Your goal
Copy each line that includes the string "small" from the material into your answer.

Recorded information
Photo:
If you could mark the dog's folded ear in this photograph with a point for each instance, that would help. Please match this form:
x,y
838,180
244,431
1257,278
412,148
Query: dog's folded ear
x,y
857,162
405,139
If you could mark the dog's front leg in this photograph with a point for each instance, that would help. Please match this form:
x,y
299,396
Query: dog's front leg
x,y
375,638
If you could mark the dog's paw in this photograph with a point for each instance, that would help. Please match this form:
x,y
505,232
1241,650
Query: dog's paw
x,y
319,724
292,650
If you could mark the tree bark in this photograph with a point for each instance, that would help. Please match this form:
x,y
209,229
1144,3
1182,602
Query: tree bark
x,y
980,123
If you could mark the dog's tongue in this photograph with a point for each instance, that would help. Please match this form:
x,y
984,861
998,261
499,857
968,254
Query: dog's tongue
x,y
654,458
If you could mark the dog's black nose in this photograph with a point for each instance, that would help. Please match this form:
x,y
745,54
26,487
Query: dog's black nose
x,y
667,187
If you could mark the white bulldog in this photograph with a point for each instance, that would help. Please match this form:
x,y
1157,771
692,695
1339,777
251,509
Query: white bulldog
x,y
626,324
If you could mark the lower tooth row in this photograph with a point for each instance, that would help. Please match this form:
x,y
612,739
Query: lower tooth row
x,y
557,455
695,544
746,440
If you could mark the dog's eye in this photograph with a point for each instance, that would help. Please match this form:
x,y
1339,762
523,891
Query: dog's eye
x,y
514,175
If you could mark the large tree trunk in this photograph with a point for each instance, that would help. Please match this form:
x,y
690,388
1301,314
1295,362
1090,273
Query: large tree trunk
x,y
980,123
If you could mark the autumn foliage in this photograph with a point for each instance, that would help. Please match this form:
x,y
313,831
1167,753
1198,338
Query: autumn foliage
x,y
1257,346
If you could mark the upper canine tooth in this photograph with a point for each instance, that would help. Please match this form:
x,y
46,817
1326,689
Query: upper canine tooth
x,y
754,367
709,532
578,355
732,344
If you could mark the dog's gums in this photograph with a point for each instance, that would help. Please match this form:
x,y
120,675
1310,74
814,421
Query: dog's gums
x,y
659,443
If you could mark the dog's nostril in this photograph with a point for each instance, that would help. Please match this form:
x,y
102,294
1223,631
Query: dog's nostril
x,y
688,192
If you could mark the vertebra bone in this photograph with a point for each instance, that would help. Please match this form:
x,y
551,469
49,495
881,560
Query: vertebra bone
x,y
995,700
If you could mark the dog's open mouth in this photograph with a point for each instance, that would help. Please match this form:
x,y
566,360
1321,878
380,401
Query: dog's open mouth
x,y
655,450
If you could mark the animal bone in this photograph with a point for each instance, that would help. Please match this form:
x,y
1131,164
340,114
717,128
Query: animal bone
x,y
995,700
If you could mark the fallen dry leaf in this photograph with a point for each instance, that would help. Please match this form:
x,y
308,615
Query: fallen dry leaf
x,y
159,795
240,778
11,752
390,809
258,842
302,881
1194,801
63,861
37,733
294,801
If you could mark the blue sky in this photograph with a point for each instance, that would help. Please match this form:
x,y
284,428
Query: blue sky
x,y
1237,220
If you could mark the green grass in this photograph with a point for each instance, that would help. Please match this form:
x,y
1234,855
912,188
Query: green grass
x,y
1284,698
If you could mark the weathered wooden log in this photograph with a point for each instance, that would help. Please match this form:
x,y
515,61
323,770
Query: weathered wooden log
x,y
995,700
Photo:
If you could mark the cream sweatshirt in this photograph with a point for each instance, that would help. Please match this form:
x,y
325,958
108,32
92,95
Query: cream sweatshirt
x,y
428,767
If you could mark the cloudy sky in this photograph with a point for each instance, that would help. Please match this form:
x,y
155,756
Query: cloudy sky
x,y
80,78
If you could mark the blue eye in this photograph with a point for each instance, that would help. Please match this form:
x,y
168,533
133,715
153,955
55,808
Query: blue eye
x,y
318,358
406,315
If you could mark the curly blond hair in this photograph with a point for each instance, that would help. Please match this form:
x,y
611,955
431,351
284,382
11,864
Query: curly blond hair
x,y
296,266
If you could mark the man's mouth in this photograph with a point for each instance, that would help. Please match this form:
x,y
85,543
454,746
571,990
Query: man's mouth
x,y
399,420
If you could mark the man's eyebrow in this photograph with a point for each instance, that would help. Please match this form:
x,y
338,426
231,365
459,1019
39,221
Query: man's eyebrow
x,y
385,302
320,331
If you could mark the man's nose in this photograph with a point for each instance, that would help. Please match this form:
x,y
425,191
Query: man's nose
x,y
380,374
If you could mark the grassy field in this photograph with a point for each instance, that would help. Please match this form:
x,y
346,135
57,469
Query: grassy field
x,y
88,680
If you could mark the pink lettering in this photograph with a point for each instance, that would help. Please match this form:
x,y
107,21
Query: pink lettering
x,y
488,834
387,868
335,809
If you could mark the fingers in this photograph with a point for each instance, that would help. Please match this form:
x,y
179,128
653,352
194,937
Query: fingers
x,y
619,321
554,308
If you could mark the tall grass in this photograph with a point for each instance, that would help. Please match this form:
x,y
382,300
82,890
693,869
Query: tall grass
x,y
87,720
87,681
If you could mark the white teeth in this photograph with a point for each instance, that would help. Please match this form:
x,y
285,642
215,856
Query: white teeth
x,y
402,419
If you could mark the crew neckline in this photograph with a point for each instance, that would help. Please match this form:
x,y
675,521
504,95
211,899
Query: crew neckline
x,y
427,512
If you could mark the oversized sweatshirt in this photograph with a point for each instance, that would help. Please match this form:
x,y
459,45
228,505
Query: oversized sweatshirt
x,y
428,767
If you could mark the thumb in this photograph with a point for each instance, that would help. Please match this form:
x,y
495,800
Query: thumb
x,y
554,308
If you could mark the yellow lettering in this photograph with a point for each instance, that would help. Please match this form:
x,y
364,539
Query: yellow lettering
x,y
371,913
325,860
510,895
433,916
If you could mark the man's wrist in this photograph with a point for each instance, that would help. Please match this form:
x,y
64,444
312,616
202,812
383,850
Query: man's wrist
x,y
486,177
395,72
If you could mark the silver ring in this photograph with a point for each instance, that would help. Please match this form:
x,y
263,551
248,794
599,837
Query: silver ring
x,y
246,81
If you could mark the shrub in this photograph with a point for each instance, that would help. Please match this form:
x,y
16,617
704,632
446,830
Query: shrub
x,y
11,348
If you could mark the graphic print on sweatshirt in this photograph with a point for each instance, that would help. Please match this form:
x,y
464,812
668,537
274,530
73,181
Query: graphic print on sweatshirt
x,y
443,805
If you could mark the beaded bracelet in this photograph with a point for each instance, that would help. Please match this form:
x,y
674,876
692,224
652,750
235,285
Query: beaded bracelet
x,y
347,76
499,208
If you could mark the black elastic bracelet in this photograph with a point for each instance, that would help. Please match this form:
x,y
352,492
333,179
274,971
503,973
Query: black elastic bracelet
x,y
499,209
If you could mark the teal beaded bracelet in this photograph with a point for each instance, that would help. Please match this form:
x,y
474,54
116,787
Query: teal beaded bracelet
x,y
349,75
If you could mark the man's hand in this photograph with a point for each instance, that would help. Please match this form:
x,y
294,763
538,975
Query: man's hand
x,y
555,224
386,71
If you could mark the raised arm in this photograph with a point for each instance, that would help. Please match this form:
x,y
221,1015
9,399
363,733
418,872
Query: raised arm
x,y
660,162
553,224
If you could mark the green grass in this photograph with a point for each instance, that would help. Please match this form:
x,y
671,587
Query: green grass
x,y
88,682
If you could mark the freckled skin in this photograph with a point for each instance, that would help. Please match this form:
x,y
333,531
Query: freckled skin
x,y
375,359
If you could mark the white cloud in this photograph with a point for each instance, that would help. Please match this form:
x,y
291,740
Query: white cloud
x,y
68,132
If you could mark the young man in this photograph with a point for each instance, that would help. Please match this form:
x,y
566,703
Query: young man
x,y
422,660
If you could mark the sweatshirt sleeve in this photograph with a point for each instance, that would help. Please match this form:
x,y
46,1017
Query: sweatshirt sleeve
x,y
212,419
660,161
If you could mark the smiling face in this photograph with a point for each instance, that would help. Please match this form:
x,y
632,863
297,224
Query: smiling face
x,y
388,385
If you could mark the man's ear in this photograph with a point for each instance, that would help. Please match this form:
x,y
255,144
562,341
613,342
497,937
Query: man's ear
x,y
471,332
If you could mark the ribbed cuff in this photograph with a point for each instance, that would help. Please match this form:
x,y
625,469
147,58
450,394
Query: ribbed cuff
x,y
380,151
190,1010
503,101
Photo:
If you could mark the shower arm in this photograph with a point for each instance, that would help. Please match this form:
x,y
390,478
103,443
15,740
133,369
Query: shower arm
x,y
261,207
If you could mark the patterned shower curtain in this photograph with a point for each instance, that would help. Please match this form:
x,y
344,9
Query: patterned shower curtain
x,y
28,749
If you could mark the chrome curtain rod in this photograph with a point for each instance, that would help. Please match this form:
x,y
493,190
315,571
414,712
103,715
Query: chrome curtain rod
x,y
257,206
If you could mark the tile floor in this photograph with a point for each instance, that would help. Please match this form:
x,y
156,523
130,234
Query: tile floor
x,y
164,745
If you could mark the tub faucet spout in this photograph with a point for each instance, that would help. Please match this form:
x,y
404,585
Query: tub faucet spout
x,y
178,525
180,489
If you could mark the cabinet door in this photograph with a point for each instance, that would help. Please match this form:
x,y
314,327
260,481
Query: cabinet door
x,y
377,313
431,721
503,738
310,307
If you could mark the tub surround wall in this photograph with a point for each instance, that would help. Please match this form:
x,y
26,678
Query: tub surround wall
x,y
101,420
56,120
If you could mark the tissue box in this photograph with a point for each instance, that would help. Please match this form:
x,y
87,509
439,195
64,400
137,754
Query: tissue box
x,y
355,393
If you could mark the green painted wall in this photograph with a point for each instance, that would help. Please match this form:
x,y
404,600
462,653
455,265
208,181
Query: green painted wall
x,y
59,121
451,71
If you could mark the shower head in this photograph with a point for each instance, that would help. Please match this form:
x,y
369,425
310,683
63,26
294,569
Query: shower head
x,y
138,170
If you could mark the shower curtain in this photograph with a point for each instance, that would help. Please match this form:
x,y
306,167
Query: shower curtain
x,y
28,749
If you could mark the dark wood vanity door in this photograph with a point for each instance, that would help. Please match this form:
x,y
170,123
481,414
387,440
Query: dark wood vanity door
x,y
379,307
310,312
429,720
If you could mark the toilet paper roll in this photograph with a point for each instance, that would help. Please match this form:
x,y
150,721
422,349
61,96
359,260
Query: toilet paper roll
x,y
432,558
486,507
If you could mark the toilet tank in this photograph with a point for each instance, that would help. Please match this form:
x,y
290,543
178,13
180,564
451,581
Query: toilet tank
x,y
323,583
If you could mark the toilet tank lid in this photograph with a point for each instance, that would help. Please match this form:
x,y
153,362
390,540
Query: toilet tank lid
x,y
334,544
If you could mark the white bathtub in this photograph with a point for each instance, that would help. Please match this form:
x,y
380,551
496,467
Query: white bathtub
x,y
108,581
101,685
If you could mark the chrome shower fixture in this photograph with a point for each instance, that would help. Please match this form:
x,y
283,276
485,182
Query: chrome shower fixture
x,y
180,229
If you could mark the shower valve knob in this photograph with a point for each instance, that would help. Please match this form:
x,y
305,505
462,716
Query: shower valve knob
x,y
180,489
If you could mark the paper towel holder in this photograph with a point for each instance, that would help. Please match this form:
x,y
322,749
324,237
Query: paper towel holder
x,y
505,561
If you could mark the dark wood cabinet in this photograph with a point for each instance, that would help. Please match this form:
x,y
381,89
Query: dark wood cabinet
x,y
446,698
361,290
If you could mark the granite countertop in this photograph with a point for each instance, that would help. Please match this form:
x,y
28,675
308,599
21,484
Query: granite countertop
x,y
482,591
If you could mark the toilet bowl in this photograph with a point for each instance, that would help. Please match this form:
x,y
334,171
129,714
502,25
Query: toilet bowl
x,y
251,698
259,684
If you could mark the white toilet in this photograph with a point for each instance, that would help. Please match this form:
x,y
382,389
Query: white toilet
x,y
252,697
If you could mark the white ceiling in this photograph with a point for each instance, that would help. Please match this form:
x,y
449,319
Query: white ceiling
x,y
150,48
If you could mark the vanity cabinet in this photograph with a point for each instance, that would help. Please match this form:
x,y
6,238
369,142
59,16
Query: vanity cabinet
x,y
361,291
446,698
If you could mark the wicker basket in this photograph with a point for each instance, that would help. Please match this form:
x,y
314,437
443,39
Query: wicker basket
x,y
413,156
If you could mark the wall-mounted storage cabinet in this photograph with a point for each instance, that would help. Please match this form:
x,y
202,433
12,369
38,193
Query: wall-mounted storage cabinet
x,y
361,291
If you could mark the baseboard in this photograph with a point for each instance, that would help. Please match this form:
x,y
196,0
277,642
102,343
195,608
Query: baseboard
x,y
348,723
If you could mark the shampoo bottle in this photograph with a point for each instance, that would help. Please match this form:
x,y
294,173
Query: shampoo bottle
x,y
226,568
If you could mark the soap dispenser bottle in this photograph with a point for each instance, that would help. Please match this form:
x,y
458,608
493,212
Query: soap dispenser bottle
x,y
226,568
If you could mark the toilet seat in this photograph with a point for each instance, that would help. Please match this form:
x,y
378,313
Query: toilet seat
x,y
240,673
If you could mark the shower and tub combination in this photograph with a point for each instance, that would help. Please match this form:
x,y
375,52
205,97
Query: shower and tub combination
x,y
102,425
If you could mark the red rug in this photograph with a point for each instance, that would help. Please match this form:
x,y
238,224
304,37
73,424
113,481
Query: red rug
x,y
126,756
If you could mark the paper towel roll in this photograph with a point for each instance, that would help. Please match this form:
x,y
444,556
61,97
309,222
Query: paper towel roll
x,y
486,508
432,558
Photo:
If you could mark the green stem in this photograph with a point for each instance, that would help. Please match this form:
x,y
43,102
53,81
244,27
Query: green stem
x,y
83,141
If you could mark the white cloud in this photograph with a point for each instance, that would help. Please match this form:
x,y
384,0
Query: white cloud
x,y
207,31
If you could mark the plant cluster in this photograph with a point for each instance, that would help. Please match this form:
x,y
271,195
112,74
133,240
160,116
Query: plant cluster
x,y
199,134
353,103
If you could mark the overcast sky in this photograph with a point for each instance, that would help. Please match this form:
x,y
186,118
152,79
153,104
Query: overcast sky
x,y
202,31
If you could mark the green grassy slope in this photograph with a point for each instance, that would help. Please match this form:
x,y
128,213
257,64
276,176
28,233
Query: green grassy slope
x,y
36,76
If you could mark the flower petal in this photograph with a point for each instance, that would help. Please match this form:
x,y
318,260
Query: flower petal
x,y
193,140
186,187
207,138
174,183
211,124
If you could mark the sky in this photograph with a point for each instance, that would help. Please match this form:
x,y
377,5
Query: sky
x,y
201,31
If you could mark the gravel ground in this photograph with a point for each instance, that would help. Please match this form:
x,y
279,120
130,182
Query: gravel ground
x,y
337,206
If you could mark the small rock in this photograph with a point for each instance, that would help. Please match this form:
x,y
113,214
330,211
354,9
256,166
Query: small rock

Response box
If you could mark the small rock in this photograph with a point for each instance, that would help. Please match this form:
Query: small rock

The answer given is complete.